Exercise details » Your task is to transcribe the entries exactly.

Input data »
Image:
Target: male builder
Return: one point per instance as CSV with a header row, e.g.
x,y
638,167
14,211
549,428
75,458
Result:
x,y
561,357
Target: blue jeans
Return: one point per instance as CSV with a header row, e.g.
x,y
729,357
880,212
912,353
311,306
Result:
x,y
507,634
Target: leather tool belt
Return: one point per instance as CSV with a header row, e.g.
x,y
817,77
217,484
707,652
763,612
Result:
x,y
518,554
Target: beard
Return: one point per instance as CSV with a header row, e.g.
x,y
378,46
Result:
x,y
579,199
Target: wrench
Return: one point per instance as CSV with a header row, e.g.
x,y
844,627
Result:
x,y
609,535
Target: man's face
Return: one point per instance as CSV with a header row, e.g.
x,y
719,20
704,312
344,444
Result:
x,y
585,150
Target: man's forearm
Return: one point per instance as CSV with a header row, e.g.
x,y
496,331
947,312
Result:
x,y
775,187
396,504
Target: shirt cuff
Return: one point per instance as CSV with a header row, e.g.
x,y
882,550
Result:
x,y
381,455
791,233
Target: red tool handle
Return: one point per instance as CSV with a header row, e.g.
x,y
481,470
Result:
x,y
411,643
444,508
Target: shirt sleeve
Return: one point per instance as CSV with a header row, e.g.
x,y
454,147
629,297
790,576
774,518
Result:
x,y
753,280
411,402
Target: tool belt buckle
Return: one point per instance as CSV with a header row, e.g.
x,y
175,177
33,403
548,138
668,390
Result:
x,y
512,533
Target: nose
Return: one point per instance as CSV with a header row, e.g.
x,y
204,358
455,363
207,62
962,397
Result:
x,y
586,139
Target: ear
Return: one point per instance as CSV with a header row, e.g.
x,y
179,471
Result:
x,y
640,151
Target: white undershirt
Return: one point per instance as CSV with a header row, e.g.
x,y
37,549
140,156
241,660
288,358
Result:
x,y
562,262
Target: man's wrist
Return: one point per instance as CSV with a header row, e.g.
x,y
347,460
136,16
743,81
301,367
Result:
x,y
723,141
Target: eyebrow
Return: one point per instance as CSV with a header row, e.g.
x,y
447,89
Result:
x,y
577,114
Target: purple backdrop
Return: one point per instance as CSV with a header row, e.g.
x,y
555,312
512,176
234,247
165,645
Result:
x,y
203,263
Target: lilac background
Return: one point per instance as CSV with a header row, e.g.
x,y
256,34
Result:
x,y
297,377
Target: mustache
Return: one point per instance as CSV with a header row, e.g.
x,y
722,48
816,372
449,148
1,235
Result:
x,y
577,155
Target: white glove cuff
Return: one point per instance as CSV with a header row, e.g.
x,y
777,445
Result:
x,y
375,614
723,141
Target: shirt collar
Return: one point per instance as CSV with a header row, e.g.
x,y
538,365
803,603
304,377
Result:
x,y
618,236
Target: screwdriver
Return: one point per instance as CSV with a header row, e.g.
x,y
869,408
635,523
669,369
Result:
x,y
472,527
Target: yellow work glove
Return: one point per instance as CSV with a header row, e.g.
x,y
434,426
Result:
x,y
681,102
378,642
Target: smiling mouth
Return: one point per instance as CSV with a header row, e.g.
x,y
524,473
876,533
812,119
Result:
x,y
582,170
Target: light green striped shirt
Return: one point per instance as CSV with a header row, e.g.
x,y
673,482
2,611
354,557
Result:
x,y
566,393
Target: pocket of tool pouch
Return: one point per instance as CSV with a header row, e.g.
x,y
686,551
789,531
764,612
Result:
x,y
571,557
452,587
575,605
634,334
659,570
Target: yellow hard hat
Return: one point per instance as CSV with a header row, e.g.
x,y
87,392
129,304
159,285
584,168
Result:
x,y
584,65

Exercise result »
Image:
Target: male builder
Return: one point per instance as CSV with a header row, e.g.
x,y
638,167
14,211
549,428
75,458
Result:
x,y
561,357
Target: blue jeans
Return: one point per instance as CSV with a header row, e.g.
x,y
729,357
880,212
912,353
311,306
Result:
x,y
507,634
Target: leather tool belt
Return: one point per instance as CSV with a header row, e.g.
x,y
817,77
217,484
707,652
763,612
Result:
x,y
518,554
Target: beard
Return: one point per instance as CSV with a header row, e.g.
x,y
378,46
Result:
x,y
579,199
Target: wrench
Return: one point per instance as CSV with a header row, e.g.
x,y
844,627
Result:
x,y
609,535
Target: man's face
Return: one point per instance as CSV with a header row, e.g.
x,y
719,20
704,312
344,444
Result:
x,y
585,150
Target: man's forearm
Return: one point per instance as CSV with a header row, e.g.
x,y
496,331
947,312
Result:
x,y
775,187
396,504
Target: shirt cuff
Return: one point per instance as CSV with a header row, e.g.
x,y
882,550
Result:
x,y
381,455
791,233
Target: red tool handle
Return: one point per instance as CSV with a header row, e.g.
x,y
481,470
Result:
x,y
411,643
444,508
Target: shirt sleeve
Return: one point per instance as CSV with a header row, e.g.
x,y
454,147
629,297
790,576
774,518
Result:
x,y
753,280
411,402
Target: tool belt buckle
Return: one point per instance as CSV with a header row, e.g.
x,y
175,177
33,403
548,138
668,390
Result:
x,y
512,533
Target: nose
Return: one point per instance as CSV with a header row, e.g.
x,y
204,358
455,363
207,62
962,397
Result:
x,y
586,139
Target: ear
Return: one point per instance as CSV with a header row, e.g.
x,y
179,471
Result:
x,y
640,151
Target: white undershirt
Return: one point per instance as CSV with a header row, e.g.
x,y
37,549
140,156
241,660
288,358
Result:
x,y
562,262
Target: man's wrist
Return: one point per instance as CSV with a header row, e.g.
x,y
347,460
136,16
743,81
301,367
Result:
x,y
723,141
Target: eyebrow
Return: one point per instance as CSV with a header row, e.g.
x,y
447,89
Result:
x,y
577,114
Target: purple backdrop
Return: one point per instance as CSV with a header row, e.g.
x,y
555,312
512,176
234,247
165,645
Result:
x,y
203,263
Target: lilac background
Return: one point per instance as CSV with a header row, e.g.
x,y
256,34
Result:
x,y
297,377
Target: mustache
Return: one point per instance as CSV with a header row, e.g.
x,y
722,48
816,372
449,148
1,235
Result:
x,y
577,155
Target: white glove cuff
Return: one point per instance as CSV with a header row, e.g.
x,y
777,445
Result:
x,y
375,614
723,141
Target: shirt collar
Return: one point per instance as CSV with a header row, e.g.
x,y
538,365
803,603
304,377
Result:
x,y
618,236
Target: screwdriver
Return: one point per instance as CSV with a header row, e.g.
x,y
869,408
635,523
669,369
Result:
x,y
472,527
Target: yellow work glove
Return: one point per instance as CSV with a header row, e.g.
x,y
434,426
Result:
x,y
681,102
378,642
Target: smiling mouth
Return: one point per instance as CSV with a header row, e.g.
x,y
524,473
876,533
812,119
Result:
x,y
582,170
Target: light green striped shirt
Return: one point per instance as CSV with a header row, e.g.
x,y
673,482
2,611
354,557
Result:
x,y
566,393
Target: pocket of tool pouch
Return: one point per instance as CSV with a header row, e.g.
x,y
686,551
789,531
764,612
Result:
x,y
571,557
452,587
575,605
634,334
659,570
Target: yellow hard hat
Return: one point per instance as CSV with a header row, e.g.
x,y
87,392
129,304
159,285
584,168
Result:
x,y
584,65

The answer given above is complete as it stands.